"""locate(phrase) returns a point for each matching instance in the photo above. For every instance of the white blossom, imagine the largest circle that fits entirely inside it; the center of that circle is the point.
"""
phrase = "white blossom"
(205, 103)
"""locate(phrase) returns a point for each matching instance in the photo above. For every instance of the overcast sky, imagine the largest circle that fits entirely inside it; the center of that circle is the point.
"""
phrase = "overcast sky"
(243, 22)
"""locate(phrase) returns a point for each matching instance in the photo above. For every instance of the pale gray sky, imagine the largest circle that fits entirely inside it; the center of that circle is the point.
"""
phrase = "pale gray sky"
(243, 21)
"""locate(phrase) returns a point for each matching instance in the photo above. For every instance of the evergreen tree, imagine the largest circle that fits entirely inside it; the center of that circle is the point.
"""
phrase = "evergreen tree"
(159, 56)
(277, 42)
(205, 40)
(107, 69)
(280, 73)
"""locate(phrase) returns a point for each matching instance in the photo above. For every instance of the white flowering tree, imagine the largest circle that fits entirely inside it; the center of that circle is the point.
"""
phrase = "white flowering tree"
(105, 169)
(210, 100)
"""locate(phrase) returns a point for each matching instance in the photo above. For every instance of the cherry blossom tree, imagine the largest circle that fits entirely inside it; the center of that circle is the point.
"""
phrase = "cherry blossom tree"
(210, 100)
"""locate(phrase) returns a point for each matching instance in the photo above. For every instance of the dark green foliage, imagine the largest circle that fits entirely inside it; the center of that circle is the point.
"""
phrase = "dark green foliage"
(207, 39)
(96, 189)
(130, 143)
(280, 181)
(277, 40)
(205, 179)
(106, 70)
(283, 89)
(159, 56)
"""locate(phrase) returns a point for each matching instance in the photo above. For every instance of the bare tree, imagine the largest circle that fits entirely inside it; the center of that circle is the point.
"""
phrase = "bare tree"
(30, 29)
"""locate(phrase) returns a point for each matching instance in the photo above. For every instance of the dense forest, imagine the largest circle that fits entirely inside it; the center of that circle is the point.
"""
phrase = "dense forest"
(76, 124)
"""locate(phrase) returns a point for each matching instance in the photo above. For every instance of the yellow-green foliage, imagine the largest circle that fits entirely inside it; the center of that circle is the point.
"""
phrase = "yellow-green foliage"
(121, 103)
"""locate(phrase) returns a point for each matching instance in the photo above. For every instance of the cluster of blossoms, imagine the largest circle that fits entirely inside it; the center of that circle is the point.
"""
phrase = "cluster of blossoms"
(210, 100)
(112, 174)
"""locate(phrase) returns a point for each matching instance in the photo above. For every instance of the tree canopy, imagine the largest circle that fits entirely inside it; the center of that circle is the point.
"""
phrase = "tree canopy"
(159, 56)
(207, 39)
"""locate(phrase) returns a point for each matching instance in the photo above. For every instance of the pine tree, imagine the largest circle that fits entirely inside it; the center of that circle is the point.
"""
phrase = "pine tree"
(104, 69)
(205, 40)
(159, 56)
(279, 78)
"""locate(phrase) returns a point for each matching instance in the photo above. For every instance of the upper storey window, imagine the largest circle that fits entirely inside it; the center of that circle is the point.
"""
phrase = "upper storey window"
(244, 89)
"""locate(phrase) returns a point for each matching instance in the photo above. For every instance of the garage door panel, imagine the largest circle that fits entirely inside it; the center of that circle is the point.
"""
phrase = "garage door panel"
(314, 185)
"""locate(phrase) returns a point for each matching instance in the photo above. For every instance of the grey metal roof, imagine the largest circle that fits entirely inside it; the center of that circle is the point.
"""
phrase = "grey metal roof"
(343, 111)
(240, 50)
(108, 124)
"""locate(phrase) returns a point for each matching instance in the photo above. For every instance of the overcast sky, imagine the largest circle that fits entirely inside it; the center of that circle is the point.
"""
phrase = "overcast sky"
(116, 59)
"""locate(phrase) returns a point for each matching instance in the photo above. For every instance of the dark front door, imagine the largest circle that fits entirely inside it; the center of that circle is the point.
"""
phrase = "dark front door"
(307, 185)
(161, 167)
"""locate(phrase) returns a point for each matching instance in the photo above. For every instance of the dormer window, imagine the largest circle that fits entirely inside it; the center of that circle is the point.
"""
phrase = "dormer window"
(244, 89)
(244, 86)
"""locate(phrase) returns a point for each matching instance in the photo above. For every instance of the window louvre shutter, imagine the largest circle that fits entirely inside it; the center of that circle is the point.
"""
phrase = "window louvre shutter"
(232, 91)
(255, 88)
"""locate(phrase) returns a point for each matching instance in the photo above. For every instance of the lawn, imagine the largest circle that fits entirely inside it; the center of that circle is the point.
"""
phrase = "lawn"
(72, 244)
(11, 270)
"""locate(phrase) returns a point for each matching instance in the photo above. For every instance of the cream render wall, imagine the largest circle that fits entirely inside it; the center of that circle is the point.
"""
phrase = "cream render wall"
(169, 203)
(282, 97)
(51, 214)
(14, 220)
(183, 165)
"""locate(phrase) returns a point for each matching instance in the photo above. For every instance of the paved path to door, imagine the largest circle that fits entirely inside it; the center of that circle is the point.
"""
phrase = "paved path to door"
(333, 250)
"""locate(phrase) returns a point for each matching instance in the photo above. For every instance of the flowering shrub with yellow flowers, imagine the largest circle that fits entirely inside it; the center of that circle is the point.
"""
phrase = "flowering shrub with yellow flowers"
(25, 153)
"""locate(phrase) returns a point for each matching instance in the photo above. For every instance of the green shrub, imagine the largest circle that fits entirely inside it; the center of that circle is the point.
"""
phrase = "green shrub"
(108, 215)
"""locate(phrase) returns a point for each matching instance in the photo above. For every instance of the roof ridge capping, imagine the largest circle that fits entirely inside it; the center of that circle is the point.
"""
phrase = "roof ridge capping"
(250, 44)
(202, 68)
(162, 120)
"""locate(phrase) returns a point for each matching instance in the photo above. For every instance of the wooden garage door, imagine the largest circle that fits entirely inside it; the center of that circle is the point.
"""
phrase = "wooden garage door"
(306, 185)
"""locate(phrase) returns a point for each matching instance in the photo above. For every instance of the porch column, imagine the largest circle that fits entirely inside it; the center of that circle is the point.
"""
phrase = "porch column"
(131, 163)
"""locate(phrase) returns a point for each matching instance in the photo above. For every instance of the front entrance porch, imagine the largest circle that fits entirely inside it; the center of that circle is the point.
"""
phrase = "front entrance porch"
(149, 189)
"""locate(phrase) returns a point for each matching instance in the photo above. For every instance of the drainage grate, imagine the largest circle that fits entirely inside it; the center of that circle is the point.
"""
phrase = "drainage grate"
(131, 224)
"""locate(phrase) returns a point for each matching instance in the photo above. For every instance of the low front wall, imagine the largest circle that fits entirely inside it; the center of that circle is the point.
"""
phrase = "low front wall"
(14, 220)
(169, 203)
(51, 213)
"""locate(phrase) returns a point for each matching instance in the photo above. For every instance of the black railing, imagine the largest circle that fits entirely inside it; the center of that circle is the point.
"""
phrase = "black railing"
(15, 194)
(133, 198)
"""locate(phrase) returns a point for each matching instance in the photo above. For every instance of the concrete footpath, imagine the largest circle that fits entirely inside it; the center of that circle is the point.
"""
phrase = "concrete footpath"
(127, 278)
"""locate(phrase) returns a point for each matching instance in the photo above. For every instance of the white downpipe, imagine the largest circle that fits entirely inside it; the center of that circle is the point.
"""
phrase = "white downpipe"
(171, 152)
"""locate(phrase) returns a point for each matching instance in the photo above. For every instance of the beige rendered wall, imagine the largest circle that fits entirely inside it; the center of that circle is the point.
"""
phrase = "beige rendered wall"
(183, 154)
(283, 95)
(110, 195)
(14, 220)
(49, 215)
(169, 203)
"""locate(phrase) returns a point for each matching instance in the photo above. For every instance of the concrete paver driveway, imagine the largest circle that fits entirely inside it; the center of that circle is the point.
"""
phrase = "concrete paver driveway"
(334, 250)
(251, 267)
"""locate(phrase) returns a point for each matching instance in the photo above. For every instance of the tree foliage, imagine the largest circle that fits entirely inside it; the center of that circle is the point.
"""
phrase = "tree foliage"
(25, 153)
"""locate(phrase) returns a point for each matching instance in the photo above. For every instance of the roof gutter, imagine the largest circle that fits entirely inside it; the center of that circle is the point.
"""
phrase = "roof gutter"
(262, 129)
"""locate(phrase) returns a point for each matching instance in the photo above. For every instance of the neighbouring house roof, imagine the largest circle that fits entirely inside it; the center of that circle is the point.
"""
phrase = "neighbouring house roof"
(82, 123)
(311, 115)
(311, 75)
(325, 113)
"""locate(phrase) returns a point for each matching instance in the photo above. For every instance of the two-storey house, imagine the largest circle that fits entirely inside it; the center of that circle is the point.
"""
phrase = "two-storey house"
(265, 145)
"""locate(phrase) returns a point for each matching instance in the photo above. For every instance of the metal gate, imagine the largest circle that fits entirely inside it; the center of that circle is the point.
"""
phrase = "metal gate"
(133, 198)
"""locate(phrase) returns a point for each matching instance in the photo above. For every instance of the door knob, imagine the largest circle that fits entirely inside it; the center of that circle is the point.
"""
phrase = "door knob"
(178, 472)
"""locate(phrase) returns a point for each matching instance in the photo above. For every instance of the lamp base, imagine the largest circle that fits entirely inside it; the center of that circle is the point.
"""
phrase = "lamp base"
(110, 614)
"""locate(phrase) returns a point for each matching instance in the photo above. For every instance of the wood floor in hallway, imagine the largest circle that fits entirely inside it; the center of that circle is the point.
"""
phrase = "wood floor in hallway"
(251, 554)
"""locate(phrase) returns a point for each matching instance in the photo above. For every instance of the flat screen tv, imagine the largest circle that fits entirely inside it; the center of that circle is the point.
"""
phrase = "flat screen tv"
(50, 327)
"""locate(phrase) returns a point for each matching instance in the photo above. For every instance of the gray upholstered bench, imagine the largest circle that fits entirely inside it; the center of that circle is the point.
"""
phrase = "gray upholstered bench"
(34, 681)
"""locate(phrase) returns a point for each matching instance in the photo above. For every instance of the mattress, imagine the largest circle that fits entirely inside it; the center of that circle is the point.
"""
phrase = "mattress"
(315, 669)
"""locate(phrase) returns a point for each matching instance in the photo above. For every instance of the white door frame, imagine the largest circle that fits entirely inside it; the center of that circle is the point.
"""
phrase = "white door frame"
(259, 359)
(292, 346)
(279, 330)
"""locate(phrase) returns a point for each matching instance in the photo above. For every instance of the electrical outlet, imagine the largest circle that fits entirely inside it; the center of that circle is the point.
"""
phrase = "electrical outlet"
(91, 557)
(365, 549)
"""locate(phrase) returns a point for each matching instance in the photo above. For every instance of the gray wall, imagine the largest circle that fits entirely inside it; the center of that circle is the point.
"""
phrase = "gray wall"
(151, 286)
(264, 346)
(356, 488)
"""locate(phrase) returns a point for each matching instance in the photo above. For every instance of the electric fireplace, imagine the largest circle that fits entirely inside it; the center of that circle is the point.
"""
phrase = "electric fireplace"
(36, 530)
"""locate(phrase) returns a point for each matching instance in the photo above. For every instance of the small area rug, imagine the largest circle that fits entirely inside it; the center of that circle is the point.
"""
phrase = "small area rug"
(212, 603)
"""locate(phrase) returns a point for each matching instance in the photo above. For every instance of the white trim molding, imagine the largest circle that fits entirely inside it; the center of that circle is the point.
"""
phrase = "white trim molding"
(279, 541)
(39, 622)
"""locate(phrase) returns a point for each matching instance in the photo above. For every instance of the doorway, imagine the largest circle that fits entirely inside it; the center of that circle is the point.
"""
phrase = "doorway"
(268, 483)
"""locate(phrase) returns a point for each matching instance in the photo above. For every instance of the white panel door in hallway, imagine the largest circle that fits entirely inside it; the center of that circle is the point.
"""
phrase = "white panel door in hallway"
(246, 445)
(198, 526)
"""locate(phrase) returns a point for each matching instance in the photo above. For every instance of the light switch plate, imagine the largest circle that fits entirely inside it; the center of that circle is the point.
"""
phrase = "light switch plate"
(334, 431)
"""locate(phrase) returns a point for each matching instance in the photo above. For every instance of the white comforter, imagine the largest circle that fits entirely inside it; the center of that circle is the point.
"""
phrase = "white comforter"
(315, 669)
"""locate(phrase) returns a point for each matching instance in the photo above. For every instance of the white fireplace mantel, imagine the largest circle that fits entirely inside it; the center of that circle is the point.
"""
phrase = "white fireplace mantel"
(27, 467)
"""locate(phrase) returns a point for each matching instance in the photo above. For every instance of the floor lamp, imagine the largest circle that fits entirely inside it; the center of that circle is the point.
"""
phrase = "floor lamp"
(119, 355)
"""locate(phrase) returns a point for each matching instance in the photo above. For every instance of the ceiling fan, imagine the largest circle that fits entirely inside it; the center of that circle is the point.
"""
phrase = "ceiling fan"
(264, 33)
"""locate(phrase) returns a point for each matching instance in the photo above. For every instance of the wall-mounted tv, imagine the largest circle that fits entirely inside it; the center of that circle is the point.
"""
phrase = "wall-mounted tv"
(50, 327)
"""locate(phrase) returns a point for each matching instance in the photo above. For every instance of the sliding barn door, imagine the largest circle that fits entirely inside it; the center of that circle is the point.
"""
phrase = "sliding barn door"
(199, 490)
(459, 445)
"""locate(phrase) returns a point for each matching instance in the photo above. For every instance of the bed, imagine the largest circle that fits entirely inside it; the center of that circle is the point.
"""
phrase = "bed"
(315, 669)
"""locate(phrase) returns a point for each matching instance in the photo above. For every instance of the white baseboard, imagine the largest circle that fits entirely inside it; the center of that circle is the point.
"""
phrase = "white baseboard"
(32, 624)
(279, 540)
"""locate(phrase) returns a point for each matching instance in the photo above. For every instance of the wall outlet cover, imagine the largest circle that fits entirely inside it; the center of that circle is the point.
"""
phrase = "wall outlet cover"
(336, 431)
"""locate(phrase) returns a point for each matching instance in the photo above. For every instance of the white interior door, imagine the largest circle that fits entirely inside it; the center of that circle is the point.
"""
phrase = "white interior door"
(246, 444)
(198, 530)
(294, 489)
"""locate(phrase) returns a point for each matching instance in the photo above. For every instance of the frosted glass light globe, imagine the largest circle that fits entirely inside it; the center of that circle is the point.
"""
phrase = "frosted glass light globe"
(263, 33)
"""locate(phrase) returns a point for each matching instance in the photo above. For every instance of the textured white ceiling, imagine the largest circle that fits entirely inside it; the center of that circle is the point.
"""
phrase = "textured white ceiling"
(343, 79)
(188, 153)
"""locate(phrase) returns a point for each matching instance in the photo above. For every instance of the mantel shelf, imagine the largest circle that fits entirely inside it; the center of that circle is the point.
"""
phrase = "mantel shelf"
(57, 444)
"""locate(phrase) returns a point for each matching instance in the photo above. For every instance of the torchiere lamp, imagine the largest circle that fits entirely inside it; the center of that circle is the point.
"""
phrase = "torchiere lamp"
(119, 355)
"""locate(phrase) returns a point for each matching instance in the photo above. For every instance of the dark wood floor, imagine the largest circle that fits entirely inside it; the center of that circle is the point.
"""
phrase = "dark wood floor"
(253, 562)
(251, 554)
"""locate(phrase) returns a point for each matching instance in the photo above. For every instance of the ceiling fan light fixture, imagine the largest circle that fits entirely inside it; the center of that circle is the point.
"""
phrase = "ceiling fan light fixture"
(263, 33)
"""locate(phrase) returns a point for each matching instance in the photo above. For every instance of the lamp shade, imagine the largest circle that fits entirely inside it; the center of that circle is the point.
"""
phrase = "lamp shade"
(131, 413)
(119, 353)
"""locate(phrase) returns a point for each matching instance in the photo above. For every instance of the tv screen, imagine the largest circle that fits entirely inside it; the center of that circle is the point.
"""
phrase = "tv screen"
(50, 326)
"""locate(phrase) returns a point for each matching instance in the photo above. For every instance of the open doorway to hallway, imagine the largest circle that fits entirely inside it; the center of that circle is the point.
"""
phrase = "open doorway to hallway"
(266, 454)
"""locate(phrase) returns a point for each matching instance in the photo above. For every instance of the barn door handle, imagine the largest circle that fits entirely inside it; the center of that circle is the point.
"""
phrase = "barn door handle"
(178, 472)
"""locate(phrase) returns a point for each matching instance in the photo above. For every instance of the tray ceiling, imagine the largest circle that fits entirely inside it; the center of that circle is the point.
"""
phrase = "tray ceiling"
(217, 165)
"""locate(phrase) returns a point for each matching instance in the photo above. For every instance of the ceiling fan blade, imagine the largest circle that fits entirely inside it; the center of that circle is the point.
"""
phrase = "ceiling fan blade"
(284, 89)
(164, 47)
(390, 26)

^^^^^^^^^^^^^^^^

Rewrite the lines of the listing, from the line containing "of the barn" through the final line of the listing, as a numbered list, omitting any blank lines.

** COMPLETE RESPONSE **
1. """locate(phrase) returns a point for each matching instance in the photo above. For every instance of the barn door handle, imagine the largest circle that fits entirely inside it; the center of that circle is the point.
2. """
3. phrase = "barn door handle"
4. (178, 472)
5. """locate(phrase) returns a point for each matching instance in the photo above. For every instance of the tray ceiling, imagine the largest circle that fits entirely inside it; the center of that circle is the point.
6. """
7. phrase = "tray ceiling"
8. (217, 165)
9. """locate(phrase) returns a point for each matching instance in the photo above. For every instance of the ceiling fan blade, imagine the largest circle that fits entirely inside it; the center of that circle is the point.
10. """
11. phrase = "ceiling fan blade"
12. (284, 89)
13. (164, 47)
14. (390, 26)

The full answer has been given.